◆ **Dataset content**
□ □ □ □

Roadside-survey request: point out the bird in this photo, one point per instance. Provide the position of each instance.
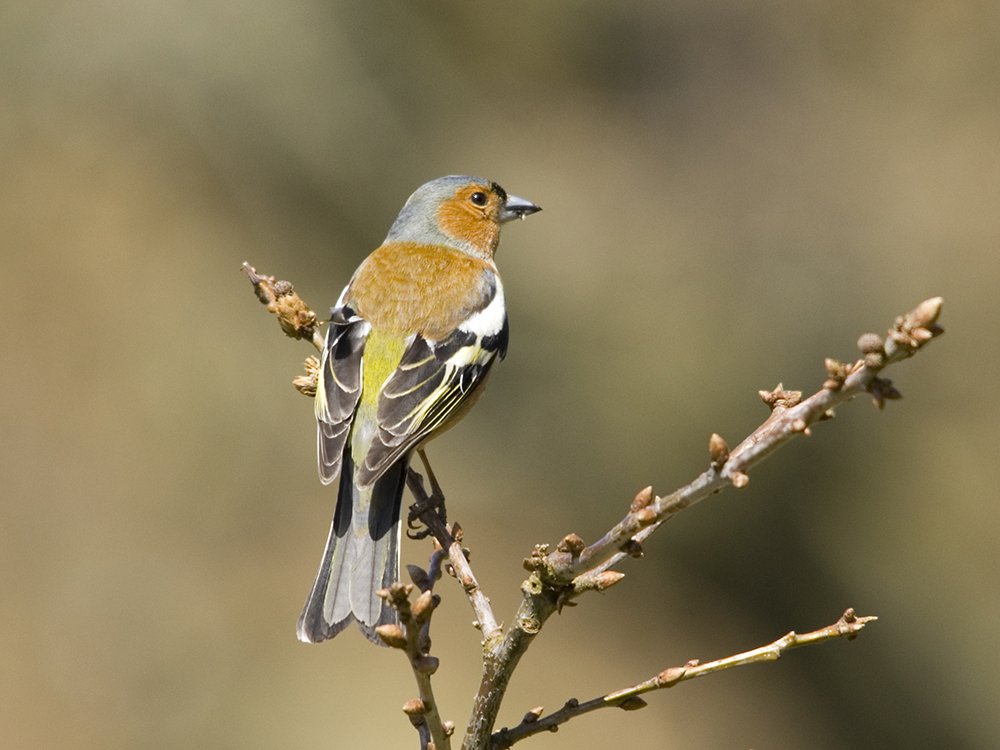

□ □ □ □

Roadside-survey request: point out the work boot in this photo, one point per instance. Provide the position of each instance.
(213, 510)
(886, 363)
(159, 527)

□ □ □ □

◆ **Task goal**
Show each line of the material above that contains the word "Provide". Case counts.

◆ **Solution for this exercise**
Roadside-survey request: point out the bird in this photo, one point per instance. Provide the position of each instance.
Roadside-survey request: point out the work boot in this photo, one point per instance. Provide the position of each instance.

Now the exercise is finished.